Requirement 1 >>
Answer these from the Bioconductor subsetting message:
(a) Which types are named as among the few supported list-like subscript types in Bioc < 2.13?
(b) In BioC 2.13, what is always used to map the list elements between the subscript and 'x'?
(c) What now happens if the subscript has names but 'x' has not?
Requirement 2 >> Translate this sentence from the Bioconductor subsetting message into German: "Hopefully in BioC 2.13, subsetting behaves more consistently (at least that was the intention)."

--- Passage to read Enclosed Below ---

On Wed, Oct 30, 2013 at 8:37 AM, Hervé Pagès <hpa...@fhcrc.org> wrote:

>
> On 10/30/2013 07:55 AM, Michael Lawrence wrote:
>
>>
>>
>>
>> On Tue, Oct 29, 2013 at 5:55 PM, Hervé Pagès <hpa...@fhcrc.org
>> <mailto:hpa...@fhcrc.org>> wrote:
>>
>>     Hi Michael,
>>
>>     In Bioc < 2.13, subsetting was a mess. In particular, handling of
>>     list-like subscripts was rather unpredictable. It would work only
>>     if you were lucky enough to try it with one of the few supported
>>     types (like IntegerList, LogicalList, or IRangesList), but it didn't
>>     work for other very natural types like list or CharacterList.
>>     Or it would work for [ but not for [<-, or vice-versa:
>>
>>        x <- splitAsList(letters[1:6], c(2, 4, 3, 2, 2, 4))
>>        x[list(1)]            # doesn't work in BioC < 2.13!
>>        x[list(1)] <- "XX"    # works in BioC < 2.13!
>>
>>     Or, if both [ and [<- worked, they could behave inconsistently: one
>>     would require the list-like subscript to have the same length as 'x'
>>     but the other wouldn't. Or one would use the names on the subscript
>>     and on 'x' to map the list elements between the two, but the other
>>     wouldn't.
>>
>>     Hopefully in BioC 2.13, subsetting behaves more consistently (at least
>>     that was the intention). For example now the names on the subscript
>> and
>>     on 'x' are always used to map the list elements between the two:
>>
>>        > x[list(`4`=2:1)]
>>        CharacterList of length 1
>>        [["4"]] f b
>>
>>     Also now, it's an error if the subscript has names but 'x' has not:
>>
>>        > unname(x)[list(`4`=2:1)]
>>        Error in subsetListByList(x, i) :
>>
>>          cannot subscript an unnamed list-like object by a named
>>     list-like object
>>
>>     (I should probably change this message for: "cannot subset an unnamed
>>     list-like object by a named list-like subscript".)

--- End of Enclosed Passage to read ---
--- Available data Enclosed Below ---

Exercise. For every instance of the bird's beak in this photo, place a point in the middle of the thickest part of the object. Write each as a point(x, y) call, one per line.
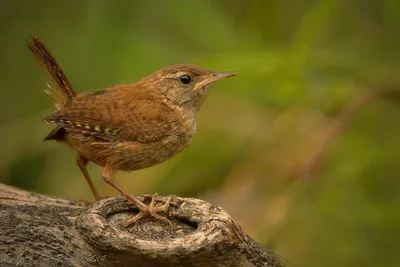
point(215, 76)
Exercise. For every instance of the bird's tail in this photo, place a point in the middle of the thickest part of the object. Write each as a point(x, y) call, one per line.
point(64, 92)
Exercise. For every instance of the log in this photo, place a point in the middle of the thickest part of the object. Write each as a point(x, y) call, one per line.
point(39, 230)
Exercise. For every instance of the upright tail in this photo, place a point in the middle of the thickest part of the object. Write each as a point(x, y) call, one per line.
point(63, 94)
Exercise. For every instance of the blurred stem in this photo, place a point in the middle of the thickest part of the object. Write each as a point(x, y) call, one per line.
point(362, 100)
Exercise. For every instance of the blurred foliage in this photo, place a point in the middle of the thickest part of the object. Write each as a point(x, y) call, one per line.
point(279, 146)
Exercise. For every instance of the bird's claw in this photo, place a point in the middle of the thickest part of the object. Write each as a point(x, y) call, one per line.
point(151, 210)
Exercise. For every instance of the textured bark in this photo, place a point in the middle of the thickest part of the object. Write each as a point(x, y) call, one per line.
point(38, 230)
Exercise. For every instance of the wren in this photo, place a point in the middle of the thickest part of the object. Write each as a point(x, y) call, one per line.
point(127, 127)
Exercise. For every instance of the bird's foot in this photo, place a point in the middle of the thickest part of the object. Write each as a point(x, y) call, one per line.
point(151, 210)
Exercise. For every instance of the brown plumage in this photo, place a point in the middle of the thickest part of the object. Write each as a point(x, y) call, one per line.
point(127, 127)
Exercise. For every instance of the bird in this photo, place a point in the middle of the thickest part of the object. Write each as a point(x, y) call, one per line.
point(127, 127)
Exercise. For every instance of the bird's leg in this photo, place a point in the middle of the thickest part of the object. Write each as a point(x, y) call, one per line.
point(108, 174)
point(82, 162)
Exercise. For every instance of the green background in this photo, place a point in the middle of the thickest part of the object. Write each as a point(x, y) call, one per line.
point(301, 98)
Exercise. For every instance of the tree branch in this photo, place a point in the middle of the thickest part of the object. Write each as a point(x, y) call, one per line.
point(38, 230)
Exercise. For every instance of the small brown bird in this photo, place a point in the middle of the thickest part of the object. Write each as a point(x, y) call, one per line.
point(127, 127)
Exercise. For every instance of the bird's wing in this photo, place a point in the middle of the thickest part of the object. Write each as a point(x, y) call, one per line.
point(106, 116)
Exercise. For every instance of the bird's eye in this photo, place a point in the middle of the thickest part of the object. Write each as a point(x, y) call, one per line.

--- End of Enclosed Available data ---

Answer space 1 >>
(a) IntegerList, LogicalList, and IRangesList.
(b) The names on the subscript and on 'x'.
(c) It is an error.

Answer space 2 >> Hoffentlich verhält sich das Subsetting in BioC 2.13 konsistenter (zumindest war das die Absicht).